» SHORT PROBLEM
Copy word for word the lines of the material from the line containing "Mark a dot on each instance of the misty" through the last line, including both ends.

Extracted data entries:
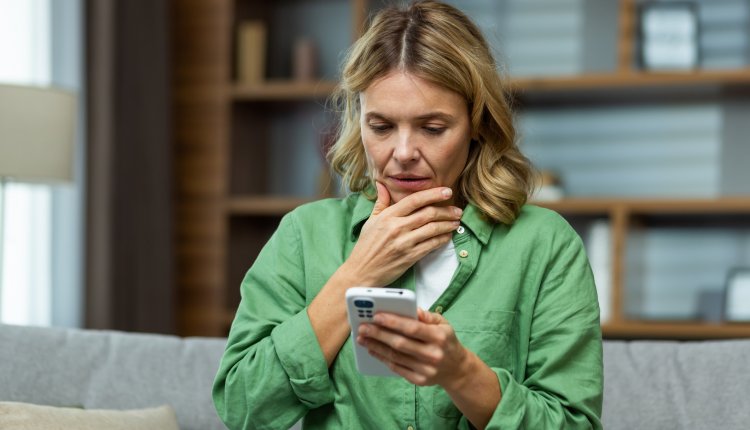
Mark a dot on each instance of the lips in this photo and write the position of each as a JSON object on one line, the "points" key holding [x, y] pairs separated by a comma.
{"points": [[408, 182]]}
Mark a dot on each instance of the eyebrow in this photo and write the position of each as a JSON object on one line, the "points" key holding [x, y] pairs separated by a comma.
{"points": [[430, 115]]}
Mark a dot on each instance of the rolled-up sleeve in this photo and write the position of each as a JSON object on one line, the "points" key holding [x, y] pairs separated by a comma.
{"points": [[273, 370]]}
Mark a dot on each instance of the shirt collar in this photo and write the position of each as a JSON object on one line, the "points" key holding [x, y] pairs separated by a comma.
{"points": [[472, 218]]}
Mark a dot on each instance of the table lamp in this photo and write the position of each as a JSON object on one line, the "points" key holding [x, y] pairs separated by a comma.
{"points": [[37, 127]]}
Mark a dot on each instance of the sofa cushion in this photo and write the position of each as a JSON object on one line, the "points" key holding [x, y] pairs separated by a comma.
{"points": [[25, 416], [676, 385], [111, 370]]}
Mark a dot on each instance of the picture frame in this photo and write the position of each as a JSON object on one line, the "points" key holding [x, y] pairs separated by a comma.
{"points": [[669, 34], [737, 295]]}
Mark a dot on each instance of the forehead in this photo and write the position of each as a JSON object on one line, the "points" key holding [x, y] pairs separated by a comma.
{"points": [[403, 94]]}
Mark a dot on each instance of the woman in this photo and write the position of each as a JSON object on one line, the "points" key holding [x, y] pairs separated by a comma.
{"points": [[511, 337]]}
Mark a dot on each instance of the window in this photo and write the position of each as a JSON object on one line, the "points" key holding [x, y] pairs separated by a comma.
{"points": [[40, 275]]}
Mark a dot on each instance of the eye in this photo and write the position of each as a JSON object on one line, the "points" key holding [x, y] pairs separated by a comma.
{"points": [[380, 128], [433, 129]]}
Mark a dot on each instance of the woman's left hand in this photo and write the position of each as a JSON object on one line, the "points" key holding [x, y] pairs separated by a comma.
{"points": [[424, 351]]}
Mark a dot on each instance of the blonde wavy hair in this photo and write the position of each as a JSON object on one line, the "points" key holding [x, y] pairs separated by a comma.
{"points": [[440, 44]]}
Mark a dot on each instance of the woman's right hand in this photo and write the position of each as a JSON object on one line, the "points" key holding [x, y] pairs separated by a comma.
{"points": [[397, 236]]}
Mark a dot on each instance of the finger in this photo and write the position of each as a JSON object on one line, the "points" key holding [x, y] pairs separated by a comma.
{"points": [[432, 213], [383, 200], [420, 199], [430, 230], [396, 359], [428, 317], [419, 250], [407, 373]]}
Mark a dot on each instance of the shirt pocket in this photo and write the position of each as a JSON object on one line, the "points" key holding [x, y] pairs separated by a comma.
{"points": [[486, 334]]}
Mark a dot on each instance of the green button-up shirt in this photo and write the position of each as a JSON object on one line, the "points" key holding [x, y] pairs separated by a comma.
{"points": [[523, 299]]}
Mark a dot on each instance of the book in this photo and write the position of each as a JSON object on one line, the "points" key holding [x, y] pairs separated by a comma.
{"points": [[251, 52], [598, 248]]}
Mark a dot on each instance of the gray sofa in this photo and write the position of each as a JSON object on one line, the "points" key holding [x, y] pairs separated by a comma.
{"points": [[648, 385]]}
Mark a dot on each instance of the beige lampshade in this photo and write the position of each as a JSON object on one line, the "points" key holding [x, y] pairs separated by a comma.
{"points": [[37, 127]]}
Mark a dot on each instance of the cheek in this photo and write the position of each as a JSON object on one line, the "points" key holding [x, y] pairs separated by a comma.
{"points": [[374, 155]]}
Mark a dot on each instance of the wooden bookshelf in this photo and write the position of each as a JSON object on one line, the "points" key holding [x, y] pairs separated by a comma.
{"points": [[675, 330], [263, 205], [696, 206], [633, 80], [282, 90]]}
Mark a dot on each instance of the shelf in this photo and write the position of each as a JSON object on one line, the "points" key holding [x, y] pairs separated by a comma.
{"points": [[281, 90], [636, 86], [593, 206], [608, 81], [263, 205], [675, 330]]}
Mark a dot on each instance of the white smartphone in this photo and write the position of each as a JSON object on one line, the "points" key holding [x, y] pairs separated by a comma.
{"points": [[362, 304]]}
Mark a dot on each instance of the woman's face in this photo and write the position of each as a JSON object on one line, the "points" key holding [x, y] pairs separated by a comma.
{"points": [[416, 134]]}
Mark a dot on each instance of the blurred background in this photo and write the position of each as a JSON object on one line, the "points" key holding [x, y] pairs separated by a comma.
{"points": [[200, 123]]}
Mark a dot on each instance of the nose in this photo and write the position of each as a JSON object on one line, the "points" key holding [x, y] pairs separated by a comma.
{"points": [[407, 148]]}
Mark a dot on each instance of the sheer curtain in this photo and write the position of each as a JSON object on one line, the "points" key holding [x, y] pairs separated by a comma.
{"points": [[42, 242]]}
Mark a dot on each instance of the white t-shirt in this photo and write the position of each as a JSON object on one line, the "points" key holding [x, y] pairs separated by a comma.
{"points": [[433, 274]]}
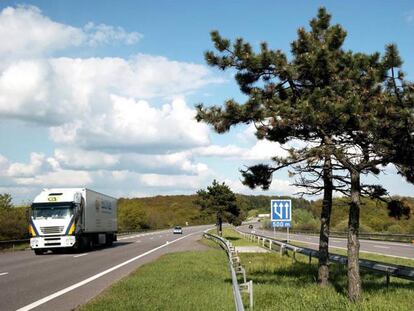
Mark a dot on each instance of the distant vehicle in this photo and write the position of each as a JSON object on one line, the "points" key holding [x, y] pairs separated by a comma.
{"points": [[72, 218], [178, 230]]}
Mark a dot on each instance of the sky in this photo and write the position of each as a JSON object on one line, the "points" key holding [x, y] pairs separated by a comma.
{"points": [[101, 94]]}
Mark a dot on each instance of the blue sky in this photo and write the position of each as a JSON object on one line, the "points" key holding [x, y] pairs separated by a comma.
{"points": [[101, 93]]}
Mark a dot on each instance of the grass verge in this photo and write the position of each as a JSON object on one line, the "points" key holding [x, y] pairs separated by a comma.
{"points": [[179, 281], [281, 283]]}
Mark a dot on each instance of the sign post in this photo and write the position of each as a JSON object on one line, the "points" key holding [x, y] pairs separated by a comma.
{"points": [[281, 215]]}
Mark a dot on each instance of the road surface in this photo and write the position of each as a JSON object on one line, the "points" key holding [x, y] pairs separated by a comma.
{"points": [[395, 249], [64, 281]]}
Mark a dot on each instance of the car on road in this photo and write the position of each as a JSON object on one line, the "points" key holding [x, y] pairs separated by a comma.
{"points": [[178, 230]]}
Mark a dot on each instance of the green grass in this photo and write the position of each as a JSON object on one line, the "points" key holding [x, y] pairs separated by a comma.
{"points": [[180, 281], [282, 284]]}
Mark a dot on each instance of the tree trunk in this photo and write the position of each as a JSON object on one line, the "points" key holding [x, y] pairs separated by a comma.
{"points": [[323, 270], [220, 225], [354, 279]]}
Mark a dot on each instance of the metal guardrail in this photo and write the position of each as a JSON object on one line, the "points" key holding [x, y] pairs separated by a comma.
{"points": [[235, 267], [391, 237], [388, 270]]}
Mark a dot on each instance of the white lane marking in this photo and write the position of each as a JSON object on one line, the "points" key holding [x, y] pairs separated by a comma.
{"points": [[380, 246], [96, 276]]}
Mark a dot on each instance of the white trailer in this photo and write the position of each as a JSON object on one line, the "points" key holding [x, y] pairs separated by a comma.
{"points": [[72, 218]]}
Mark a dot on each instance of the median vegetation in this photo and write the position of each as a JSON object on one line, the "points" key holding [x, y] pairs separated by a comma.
{"points": [[180, 281], [283, 283]]}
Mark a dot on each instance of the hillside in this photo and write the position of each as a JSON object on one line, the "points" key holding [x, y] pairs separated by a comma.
{"points": [[167, 211]]}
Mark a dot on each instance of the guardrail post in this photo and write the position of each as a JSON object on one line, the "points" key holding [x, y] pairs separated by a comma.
{"points": [[251, 294]]}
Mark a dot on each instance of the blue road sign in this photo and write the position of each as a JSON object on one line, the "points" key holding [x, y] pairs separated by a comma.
{"points": [[282, 224], [281, 210]]}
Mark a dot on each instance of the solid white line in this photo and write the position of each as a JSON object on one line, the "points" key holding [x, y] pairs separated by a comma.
{"points": [[96, 276]]}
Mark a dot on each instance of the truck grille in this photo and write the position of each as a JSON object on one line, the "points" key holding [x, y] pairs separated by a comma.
{"points": [[52, 230]]}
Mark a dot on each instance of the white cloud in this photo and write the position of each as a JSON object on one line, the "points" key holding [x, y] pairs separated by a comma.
{"points": [[24, 170], [278, 187], [60, 178], [130, 125], [172, 164], [262, 150], [105, 34]]}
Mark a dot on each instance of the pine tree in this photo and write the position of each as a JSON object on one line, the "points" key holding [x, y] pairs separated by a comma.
{"points": [[218, 199], [335, 100]]}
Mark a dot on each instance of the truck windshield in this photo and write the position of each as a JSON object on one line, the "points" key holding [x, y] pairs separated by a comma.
{"points": [[53, 211]]}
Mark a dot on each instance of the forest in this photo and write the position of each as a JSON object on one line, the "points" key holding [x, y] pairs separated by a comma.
{"points": [[149, 213]]}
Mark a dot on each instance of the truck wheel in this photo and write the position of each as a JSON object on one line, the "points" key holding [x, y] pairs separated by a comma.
{"points": [[109, 239], [39, 251]]}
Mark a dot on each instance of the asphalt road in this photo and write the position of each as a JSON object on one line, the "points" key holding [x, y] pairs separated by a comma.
{"points": [[65, 281], [402, 250]]}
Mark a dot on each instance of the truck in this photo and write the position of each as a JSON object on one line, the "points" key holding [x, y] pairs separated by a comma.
{"points": [[72, 218]]}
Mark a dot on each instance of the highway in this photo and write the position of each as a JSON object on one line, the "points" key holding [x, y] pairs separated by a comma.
{"points": [[394, 249], [65, 281]]}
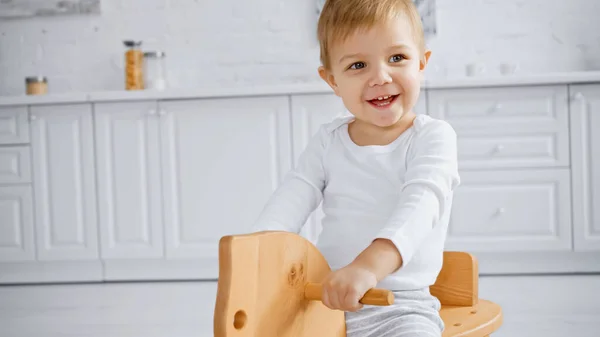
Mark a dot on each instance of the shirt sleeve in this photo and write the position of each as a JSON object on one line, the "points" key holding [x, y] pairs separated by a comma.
{"points": [[300, 192], [430, 179]]}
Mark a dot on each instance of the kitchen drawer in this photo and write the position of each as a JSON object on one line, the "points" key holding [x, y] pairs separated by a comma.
{"points": [[507, 211], [503, 110], [15, 165], [14, 125], [513, 151]]}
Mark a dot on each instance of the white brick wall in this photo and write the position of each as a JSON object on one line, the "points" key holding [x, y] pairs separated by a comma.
{"points": [[232, 42]]}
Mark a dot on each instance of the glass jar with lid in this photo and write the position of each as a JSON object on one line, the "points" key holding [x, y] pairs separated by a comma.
{"points": [[155, 70], [134, 58]]}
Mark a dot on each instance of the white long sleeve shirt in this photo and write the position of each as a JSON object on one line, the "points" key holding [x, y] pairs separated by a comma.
{"points": [[401, 191]]}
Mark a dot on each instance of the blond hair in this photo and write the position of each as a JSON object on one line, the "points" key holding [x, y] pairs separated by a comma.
{"points": [[341, 18]]}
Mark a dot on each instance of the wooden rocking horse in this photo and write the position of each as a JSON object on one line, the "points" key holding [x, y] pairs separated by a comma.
{"points": [[269, 287]]}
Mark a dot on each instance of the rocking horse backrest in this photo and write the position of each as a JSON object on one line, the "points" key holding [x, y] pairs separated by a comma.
{"points": [[457, 283]]}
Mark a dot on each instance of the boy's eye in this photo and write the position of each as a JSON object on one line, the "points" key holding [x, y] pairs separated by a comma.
{"points": [[397, 58], [357, 65]]}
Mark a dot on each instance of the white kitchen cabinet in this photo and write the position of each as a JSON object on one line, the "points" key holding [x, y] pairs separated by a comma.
{"points": [[221, 161], [585, 149], [129, 182], [506, 127], [14, 127], [62, 139], [511, 211], [16, 224]]}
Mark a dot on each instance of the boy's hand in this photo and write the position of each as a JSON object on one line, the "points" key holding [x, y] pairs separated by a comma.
{"points": [[342, 289]]}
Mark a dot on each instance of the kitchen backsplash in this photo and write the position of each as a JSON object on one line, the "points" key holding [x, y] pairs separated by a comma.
{"points": [[262, 42]]}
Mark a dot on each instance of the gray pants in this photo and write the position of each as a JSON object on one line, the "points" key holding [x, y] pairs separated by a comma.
{"points": [[415, 313]]}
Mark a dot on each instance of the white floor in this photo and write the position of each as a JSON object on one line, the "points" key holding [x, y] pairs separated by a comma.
{"points": [[533, 306]]}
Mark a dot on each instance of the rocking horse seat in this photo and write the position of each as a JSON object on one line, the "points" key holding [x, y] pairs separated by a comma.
{"points": [[269, 286]]}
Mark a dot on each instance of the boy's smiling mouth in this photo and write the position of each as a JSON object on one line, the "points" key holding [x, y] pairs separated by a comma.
{"points": [[382, 101]]}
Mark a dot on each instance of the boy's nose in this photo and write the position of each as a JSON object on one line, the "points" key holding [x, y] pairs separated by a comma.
{"points": [[380, 76]]}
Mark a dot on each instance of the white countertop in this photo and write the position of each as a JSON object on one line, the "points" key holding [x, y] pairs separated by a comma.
{"points": [[273, 90]]}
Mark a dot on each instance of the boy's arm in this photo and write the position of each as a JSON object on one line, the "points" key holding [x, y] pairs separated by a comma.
{"points": [[431, 177], [299, 193]]}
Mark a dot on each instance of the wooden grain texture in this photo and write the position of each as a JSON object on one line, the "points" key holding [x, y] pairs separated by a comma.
{"points": [[269, 285], [457, 283], [260, 292], [479, 320], [313, 291]]}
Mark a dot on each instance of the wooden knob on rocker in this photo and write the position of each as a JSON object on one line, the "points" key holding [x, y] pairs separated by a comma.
{"points": [[313, 291]]}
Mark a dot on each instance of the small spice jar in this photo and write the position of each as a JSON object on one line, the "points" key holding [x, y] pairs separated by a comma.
{"points": [[155, 70], [134, 66], [36, 85]]}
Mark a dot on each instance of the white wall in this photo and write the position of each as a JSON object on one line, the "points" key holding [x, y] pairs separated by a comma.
{"points": [[232, 42]]}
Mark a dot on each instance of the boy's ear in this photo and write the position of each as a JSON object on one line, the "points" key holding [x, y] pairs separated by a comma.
{"points": [[424, 60], [328, 77]]}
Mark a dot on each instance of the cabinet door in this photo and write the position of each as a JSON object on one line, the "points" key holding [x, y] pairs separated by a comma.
{"points": [[16, 224], [14, 128], [507, 127], [64, 182], [222, 160], [129, 191], [585, 148], [510, 210]]}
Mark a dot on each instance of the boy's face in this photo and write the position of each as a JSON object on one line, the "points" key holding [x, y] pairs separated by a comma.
{"points": [[383, 62]]}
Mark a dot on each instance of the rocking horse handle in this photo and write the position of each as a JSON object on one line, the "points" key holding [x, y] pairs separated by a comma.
{"points": [[313, 291]]}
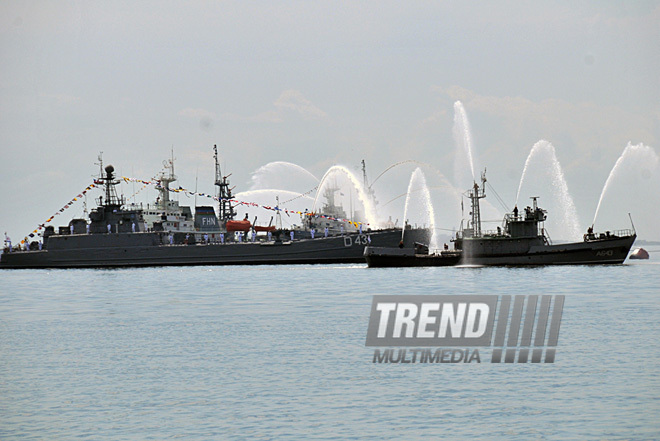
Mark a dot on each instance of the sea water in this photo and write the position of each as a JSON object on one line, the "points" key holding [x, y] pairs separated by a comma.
{"points": [[278, 352]]}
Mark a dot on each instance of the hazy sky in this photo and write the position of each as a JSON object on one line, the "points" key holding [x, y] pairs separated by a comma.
{"points": [[323, 83]]}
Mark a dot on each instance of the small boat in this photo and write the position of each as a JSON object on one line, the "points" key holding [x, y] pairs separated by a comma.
{"points": [[521, 240], [639, 254]]}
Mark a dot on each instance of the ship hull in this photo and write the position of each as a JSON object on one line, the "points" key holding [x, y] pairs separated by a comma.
{"points": [[146, 249], [606, 251], [385, 257]]}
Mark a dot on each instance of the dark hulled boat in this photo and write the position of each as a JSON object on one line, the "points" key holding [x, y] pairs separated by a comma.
{"points": [[520, 241], [117, 235]]}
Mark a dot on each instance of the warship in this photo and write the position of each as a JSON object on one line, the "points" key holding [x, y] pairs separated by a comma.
{"points": [[117, 234], [521, 240]]}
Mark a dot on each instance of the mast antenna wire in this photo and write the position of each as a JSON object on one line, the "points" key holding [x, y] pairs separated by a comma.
{"points": [[499, 199]]}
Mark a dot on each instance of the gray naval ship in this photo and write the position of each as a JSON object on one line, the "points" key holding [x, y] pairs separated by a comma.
{"points": [[116, 235], [521, 240]]}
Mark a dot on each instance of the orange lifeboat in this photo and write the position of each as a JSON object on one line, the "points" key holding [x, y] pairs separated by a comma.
{"points": [[259, 228], [243, 225]]}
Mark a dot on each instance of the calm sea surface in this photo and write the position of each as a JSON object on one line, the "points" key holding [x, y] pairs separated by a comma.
{"points": [[277, 352]]}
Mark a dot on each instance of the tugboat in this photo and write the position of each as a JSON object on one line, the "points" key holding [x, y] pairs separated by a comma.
{"points": [[117, 235], [521, 240]]}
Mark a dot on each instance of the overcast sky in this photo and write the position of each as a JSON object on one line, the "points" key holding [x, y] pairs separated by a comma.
{"points": [[323, 83]]}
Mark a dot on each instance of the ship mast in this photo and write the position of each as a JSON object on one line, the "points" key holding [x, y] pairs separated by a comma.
{"points": [[224, 192], [367, 188], [475, 194], [165, 181]]}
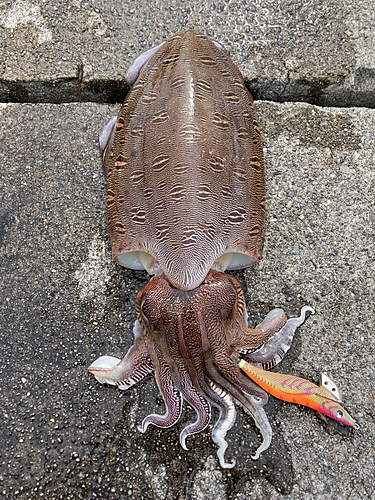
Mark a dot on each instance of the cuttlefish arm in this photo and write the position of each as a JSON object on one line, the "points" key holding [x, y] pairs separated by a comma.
{"points": [[298, 390]]}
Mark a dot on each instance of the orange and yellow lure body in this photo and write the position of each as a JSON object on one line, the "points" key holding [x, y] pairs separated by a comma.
{"points": [[298, 390]]}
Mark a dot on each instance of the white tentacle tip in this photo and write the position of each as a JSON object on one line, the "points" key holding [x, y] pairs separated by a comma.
{"points": [[306, 309], [183, 442]]}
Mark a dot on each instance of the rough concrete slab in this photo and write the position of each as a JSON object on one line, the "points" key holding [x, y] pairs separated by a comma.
{"points": [[321, 51], [64, 303]]}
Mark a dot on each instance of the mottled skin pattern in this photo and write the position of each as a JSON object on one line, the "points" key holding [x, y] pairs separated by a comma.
{"points": [[186, 199], [186, 172]]}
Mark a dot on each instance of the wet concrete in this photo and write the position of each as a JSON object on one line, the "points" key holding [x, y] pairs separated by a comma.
{"points": [[64, 303], [321, 52]]}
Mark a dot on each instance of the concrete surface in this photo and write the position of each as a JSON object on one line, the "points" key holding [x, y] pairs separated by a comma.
{"points": [[64, 303], [321, 51]]}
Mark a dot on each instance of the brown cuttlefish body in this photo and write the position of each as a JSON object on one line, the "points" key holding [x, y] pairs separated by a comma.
{"points": [[186, 201]]}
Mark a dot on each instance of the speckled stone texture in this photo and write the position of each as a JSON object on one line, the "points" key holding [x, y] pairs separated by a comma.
{"points": [[320, 51], [64, 303]]}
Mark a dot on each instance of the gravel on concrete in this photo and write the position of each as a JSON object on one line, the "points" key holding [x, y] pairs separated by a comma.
{"points": [[321, 51], [64, 303]]}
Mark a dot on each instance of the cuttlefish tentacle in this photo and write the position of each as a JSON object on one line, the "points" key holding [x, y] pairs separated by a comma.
{"points": [[273, 350], [227, 417], [171, 396], [200, 405], [251, 404], [131, 369]]}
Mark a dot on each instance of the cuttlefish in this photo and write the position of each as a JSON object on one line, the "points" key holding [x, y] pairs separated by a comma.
{"points": [[186, 202]]}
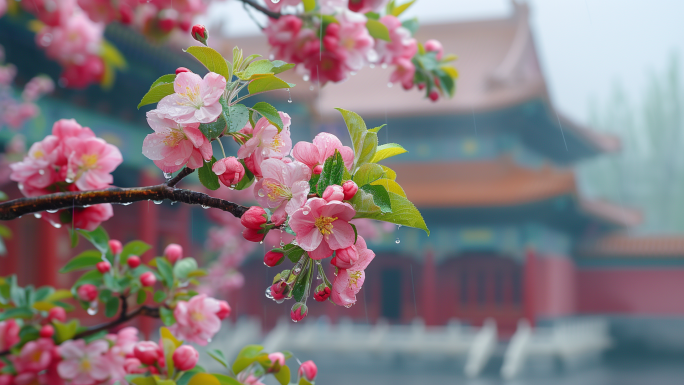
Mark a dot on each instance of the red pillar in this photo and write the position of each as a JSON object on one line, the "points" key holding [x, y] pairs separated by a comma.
{"points": [[429, 283], [529, 286]]}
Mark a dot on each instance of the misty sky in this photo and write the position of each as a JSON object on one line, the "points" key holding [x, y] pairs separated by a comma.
{"points": [[586, 46]]}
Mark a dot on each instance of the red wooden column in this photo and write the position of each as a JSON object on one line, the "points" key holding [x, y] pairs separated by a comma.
{"points": [[529, 286], [429, 283]]}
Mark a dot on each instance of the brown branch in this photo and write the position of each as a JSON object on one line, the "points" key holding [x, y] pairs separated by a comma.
{"points": [[262, 9], [16, 208]]}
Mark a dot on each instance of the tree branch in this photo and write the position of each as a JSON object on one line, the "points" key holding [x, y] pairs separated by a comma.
{"points": [[262, 9], [16, 208]]}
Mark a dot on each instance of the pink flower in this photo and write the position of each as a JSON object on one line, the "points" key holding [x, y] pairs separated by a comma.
{"points": [[9, 334], [196, 320], [91, 162], [349, 281], [323, 147], [173, 145], [84, 364], [267, 142], [401, 44], [35, 356], [284, 187], [322, 227], [196, 100]]}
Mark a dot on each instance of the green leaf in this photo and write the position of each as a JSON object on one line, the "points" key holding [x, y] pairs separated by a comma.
{"points": [[283, 375], [86, 259], [136, 248], [387, 151], [165, 270], [211, 59], [247, 355], [377, 30], [309, 5], [403, 213], [268, 83], [332, 172], [156, 93], [207, 176], [170, 78], [111, 307], [239, 116], [219, 357], [183, 267], [270, 113], [17, 312], [166, 316]]}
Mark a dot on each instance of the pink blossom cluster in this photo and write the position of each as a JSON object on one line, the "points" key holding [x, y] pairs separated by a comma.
{"points": [[71, 159]]}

» WORKED SOLUTION
Mark a dot on each instance of the misty sky in this photo and write the position of each as a JSON object on one line, the "points" key holding [x, y] pairs separated by a comma.
{"points": [[586, 46]]}
Mark a dot on each instance of the red wooden column in this photo and write the position of each as a JSON object on one line, the "points" key holding [x, y] pairs separated by a comma.
{"points": [[529, 286], [429, 283]]}
Mark a dot on each instance of the brown branch in this photo and write the position of each as a JSON object on one line, the "points" key holding [x, y] pairs separated by a comma.
{"points": [[262, 9], [16, 208]]}
Mark a dot on each instance of the tree branch in this photo and write the position of each as a JSON object on one line, the "points" key holding [x, y] pairs separated by a comma.
{"points": [[262, 9], [16, 208]]}
Mark a dot on each instance of the pink flower in this photo and write the position of each as a JSON object on one line, the "points" key holding [x, y] pairs separated by a comma.
{"points": [[9, 334], [196, 320], [91, 162], [349, 281], [323, 147], [173, 145], [84, 364], [267, 142], [401, 44], [35, 356], [284, 187], [322, 227], [196, 100]]}
Mark a dot on each instance of the green leaf in this photo and write the position of each as a JSON object on one line, the "points" key holding [x, y] pairs separated by a comma.
{"points": [[283, 375], [86, 259], [136, 248], [387, 151], [165, 270], [211, 59], [247, 355], [377, 30], [309, 5], [403, 213], [268, 83], [332, 172], [156, 93], [207, 176], [170, 78], [111, 307], [239, 116], [219, 357], [183, 267], [270, 113], [17, 312], [166, 316]]}
Mark a dot on each instance of the pink blossom cluster in this photo and write the position of each as a JSON object on one line, the "points" key holding [x, y] pairs separated by a comma.
{"points": [[71, 159]]}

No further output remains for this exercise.